Exercise requirements:
Starting from the line containing "Where can you see the cascading", write out the rest of the entries exactly, through the final line, including nothing else.

--- BEGIN Record extracts ---

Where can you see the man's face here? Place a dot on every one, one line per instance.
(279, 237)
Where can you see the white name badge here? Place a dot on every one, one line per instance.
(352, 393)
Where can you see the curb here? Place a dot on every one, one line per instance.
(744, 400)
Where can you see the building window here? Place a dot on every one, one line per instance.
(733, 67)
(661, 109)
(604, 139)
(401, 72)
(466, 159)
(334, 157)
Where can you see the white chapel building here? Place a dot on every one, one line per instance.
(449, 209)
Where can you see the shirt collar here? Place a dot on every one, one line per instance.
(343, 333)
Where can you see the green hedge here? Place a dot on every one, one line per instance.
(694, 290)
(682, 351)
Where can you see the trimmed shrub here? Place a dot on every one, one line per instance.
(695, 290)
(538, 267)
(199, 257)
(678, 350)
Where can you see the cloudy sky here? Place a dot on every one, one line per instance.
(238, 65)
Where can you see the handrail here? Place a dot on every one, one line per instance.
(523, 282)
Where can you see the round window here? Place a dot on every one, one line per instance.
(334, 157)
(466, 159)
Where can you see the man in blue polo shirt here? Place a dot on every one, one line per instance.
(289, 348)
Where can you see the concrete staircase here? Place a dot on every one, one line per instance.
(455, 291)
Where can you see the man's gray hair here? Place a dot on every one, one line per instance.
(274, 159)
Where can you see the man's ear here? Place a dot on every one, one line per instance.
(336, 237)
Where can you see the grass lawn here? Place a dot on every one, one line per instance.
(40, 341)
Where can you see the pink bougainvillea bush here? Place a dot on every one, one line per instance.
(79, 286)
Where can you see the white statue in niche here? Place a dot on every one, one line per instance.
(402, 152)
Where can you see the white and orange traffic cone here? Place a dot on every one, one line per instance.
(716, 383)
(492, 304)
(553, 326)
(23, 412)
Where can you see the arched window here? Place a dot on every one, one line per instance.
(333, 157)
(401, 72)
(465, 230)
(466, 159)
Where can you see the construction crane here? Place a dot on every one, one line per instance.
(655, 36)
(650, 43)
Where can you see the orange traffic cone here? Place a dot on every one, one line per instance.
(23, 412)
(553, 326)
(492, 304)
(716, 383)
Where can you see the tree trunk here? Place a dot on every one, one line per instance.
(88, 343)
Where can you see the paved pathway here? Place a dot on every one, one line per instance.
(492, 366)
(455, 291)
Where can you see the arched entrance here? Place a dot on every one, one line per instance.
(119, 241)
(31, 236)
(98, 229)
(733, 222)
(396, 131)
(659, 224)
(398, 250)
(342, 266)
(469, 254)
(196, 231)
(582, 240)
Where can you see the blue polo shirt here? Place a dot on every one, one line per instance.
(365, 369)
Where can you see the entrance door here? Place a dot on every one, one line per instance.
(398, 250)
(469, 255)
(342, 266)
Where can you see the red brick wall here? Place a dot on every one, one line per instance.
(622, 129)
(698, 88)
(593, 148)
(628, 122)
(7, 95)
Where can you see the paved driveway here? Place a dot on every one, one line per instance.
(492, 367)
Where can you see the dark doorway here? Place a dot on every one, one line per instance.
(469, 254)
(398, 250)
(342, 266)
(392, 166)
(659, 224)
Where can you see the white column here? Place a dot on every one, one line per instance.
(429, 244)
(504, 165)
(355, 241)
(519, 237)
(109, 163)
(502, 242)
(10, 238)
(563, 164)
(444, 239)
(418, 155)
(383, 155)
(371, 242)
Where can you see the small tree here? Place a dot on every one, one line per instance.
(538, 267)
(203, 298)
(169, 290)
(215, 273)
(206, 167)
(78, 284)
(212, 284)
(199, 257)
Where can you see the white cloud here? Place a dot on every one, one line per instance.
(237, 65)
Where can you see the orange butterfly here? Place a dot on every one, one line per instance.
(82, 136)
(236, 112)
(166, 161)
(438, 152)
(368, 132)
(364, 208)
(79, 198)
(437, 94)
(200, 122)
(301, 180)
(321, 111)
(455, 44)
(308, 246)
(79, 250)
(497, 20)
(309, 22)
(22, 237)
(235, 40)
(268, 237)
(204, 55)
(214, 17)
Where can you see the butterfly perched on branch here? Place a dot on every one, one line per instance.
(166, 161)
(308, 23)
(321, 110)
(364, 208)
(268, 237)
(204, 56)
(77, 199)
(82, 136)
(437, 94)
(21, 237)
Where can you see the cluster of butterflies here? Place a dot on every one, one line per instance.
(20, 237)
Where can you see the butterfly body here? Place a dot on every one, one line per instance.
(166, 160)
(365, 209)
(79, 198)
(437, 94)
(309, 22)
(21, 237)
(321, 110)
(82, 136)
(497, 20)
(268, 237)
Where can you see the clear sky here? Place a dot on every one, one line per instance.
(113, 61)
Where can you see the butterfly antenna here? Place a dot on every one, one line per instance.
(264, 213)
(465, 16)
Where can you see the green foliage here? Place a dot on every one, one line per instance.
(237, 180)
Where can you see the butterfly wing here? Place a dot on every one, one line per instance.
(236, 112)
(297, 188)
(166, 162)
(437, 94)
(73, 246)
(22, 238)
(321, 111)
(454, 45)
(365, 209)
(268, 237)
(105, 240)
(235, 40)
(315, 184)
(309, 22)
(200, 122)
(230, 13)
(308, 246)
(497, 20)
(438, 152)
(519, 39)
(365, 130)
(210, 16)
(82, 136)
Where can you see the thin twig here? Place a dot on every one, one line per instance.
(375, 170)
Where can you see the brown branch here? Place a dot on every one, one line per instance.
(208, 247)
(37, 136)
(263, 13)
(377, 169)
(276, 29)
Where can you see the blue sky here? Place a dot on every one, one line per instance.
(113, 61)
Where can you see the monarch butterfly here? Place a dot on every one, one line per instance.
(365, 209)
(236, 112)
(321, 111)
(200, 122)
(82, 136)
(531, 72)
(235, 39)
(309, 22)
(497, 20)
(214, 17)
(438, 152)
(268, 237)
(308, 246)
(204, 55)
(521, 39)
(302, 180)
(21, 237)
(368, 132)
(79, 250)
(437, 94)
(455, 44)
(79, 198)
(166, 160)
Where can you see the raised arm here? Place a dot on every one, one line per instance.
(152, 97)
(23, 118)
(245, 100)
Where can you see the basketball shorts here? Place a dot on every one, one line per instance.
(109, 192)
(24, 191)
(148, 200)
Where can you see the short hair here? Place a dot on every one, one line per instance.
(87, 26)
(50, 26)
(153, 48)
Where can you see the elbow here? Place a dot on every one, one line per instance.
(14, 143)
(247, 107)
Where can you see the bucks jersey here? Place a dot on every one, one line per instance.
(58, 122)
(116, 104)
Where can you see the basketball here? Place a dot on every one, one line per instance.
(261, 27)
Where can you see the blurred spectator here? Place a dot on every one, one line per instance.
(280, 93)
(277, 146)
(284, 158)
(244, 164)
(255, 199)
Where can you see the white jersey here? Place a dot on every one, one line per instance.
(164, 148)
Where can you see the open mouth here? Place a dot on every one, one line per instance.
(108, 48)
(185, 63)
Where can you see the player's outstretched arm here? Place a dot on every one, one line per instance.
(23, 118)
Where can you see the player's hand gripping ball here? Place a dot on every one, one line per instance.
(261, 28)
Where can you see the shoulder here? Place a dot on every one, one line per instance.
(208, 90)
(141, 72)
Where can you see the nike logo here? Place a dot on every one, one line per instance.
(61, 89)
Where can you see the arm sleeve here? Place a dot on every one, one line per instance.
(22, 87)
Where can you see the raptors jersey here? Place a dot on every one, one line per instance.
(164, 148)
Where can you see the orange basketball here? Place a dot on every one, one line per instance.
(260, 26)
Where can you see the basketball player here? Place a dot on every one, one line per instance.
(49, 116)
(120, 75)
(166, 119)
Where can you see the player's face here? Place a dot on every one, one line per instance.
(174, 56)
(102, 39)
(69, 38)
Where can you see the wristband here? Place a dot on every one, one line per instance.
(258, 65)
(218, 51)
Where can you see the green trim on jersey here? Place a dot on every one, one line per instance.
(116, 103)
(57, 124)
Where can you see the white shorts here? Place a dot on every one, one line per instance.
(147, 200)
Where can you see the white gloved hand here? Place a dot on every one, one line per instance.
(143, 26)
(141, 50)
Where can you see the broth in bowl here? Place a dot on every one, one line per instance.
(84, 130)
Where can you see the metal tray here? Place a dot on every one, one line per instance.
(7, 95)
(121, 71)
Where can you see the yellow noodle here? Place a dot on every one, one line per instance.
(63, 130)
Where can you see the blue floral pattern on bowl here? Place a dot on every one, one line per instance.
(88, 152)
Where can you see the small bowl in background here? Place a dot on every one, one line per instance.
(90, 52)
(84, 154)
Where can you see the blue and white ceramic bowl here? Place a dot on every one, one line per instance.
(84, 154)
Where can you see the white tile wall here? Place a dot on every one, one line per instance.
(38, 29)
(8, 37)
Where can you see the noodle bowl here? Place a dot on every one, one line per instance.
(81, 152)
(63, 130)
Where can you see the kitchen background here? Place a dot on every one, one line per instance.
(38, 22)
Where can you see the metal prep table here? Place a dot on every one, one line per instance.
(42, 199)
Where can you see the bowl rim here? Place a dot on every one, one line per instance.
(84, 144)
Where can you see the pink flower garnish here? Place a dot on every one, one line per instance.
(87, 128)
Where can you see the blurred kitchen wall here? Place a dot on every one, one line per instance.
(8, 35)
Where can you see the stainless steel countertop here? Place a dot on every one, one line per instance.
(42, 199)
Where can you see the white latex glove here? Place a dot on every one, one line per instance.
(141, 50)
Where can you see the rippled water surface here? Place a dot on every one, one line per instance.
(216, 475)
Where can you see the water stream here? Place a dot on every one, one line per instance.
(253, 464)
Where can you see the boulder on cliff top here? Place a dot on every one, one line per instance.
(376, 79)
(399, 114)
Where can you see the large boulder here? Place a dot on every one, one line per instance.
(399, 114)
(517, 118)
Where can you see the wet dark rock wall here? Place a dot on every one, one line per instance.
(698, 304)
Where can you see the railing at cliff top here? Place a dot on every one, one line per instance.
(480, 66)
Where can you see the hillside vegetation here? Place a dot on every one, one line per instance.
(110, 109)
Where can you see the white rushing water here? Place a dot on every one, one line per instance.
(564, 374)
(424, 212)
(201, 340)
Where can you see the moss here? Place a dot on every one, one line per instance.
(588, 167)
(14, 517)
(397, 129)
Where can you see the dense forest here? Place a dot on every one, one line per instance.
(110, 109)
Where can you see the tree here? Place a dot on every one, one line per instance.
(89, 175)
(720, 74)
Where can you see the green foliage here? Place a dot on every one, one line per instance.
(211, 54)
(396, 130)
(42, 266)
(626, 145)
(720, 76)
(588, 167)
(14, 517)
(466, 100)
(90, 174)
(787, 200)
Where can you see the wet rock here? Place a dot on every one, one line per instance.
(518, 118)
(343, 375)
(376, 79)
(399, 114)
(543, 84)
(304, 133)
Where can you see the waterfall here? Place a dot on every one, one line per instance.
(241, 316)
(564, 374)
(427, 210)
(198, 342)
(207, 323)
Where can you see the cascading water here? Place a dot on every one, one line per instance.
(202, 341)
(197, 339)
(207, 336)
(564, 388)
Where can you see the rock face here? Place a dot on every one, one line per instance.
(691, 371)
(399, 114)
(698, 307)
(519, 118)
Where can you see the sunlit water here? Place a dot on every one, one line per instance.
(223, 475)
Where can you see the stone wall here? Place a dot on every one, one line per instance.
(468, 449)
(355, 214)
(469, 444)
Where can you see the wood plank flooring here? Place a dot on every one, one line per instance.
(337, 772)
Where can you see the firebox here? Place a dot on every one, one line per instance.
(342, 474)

--- END Record extracts ---

Reply:
Where can you see the cascading water here? Place a dot on every one, one line per instance.
(202, 341)
(197, 339)
(207, 336)
(564, 388)
Where can you see the rock face here? Place a dot on every one, one line per instance.
(691, 371)
(399, 114)
(698, 307)
(519, 118)
Where can you see the sunlit water here? Place a dot on every one, one line per instance.
(223, 475)
Where can you see the stone wall here? Place a dot on every one, one line per instance.
(468, 449)
(355, 214)
(469, 444)
Where can you see the wood plank flooring here? Place a dot on every one, one line per instance.
(337, 772)
Where can you see the firebox here? Place a dot on every one, one line per instance.
(342, 474)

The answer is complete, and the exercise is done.